Prompt
Could you rewrite every one of the entries below, replacing "keypoint" with "marker" and leaving everything else the same?

Dataset
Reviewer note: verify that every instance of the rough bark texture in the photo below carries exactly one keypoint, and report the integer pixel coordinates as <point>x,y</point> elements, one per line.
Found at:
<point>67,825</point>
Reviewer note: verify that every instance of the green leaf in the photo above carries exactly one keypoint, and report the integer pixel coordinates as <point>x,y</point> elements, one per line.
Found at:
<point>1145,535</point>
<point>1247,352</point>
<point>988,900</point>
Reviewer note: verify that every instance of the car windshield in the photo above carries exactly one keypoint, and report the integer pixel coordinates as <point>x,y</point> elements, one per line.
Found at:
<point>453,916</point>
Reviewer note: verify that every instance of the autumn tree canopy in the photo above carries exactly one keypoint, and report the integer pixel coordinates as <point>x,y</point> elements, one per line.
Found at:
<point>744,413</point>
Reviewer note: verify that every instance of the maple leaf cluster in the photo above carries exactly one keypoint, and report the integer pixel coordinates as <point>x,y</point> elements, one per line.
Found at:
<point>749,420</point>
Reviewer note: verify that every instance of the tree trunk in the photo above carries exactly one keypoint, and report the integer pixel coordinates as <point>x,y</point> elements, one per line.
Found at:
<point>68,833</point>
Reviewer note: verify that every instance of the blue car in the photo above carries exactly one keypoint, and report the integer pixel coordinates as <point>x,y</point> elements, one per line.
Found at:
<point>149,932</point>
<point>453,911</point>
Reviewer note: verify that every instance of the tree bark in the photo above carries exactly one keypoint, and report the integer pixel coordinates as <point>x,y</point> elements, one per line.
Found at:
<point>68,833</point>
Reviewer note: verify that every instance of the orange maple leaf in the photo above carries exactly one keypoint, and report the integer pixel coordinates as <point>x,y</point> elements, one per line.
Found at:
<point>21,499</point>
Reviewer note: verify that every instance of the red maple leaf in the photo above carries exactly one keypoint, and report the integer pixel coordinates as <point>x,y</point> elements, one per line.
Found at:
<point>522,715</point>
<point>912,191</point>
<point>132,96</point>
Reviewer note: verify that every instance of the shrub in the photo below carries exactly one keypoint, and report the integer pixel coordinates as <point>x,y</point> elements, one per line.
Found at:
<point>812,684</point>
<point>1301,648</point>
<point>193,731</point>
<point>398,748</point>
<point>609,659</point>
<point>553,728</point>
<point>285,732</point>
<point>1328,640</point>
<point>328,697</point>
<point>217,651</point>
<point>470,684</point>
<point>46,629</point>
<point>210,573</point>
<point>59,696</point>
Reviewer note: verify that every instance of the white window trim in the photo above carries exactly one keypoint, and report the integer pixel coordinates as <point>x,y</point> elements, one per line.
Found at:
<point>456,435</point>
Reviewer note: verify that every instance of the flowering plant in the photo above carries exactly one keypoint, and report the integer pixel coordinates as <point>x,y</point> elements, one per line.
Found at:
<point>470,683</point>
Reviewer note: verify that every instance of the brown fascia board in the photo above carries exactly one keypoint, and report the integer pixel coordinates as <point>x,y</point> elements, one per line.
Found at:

Task output
Reviewer note: verify that every instance of the rough bark texture in the photo below carries exactly one marker, and report the integer pixel coordinates as <point>x,y</point> elements, one per line.
Found at:
<point>67,825</point>
Reviewer note: verify that every instance of the green leaf in the photo above carries exactly one marker, and report the integer pixel coordinates as <point>x,y</point> elements, one per line.
Found at:
<point>1145,535</point>
<point>1247,352</point>
<point>988,900</point>
Reviewer note: verify that every instance of the car windshield in the photo above carries exactly one marker, and report the integer pixel coordinates as <point>x,y</point> elements, one per line.
Found at:
<point>453,916</point>
Reviewer note: verify that every instance of the autumn tree canopy in the photo above carries exactly one marker, and report the integer pixel coordinates as <point>x,y</point> elements, one per line.
Found at:
<point>744,413</point>
Reviewer note: verify that every instance of the maple leaf cluster in the photo above carries exactly one marker, and report the integer pixel coordinates as <point>x,y</point> elements, one per line.
Found at:
<point>749,420</point>
Reviewer note: verify that every instance of the tree trunk in the photo above carries exactly one marker, and report the integer pixel coordinates as <point>x,y</point> elements, one per line.
Found at:
<point>68,833</point>
Reviewer note: verify that every instance of the blue car in the photo above carries exactly one marker, and report the integer pixel coordinates as <point>x,y</point> elements, one per line.
Found at:
<point>149,932</point>
<point>453,911</point>
Reviewer note: verify that every instance of the tree bark in the photo above carries exactly one marker, and report the integer pixel coordinates as <point>x,y</point> elements, one per line.
Found at:
<point>68,833</point>
Reviewer note: verify that every instance of the orange maple leaf in the photo above carries exactly one marker, and report the integer pixel coordinates as <point>x,y</point> elements, one per line.
Found at:
<point>21,499</point>
Reviewer note: verify that every instance of the red maple leaf in the photo above carries exactly one marker, and report the integer pixel coordinates as <point>x,y</point> elements, one per line.
Found at:
<point>522,715</point>
<point>912,191</point>
<point>132,96</point>
Reviewer note: verify that every instance of the shrub in the photo below carries exactly one marker, and report the integer pixel coordinates as <point>x,y</point> elements, one per line.
Found at:
<point>812,684</point>
<point>1301,648</point>
<point>193,731</point>
<point>398,748</point>
<point>609,659</point>
<point>553,728</point>
<point>285,732</point>
<point>1328,640</point>
<point>328,697</point>
<point>217,651</point>
<point>470,684</point>
<point>46,629</point>
<point>210,573</point>
<point>59,696</point>
Reviewer note: verify that every instance of the white window trim in the photo above carries exactly one marker, and report the integer pixel coordinates as <point>x,y</point> elements, one per line.
Found at:
<point>456,435</point>
Reviewer note: verify that every instance of the flowering plant in the photo above carries exactly one marker, and report the integer pixel coordinates as <point>x,y</point> elements, one per line.
Found at:
<point>470,683</point>
Reviewer note: verify that every instance of the brown fascia board in the photo above carries exactly one marker, and report the integer pixel coordinates as <point>x,y</point> elements, one per line.
Found at:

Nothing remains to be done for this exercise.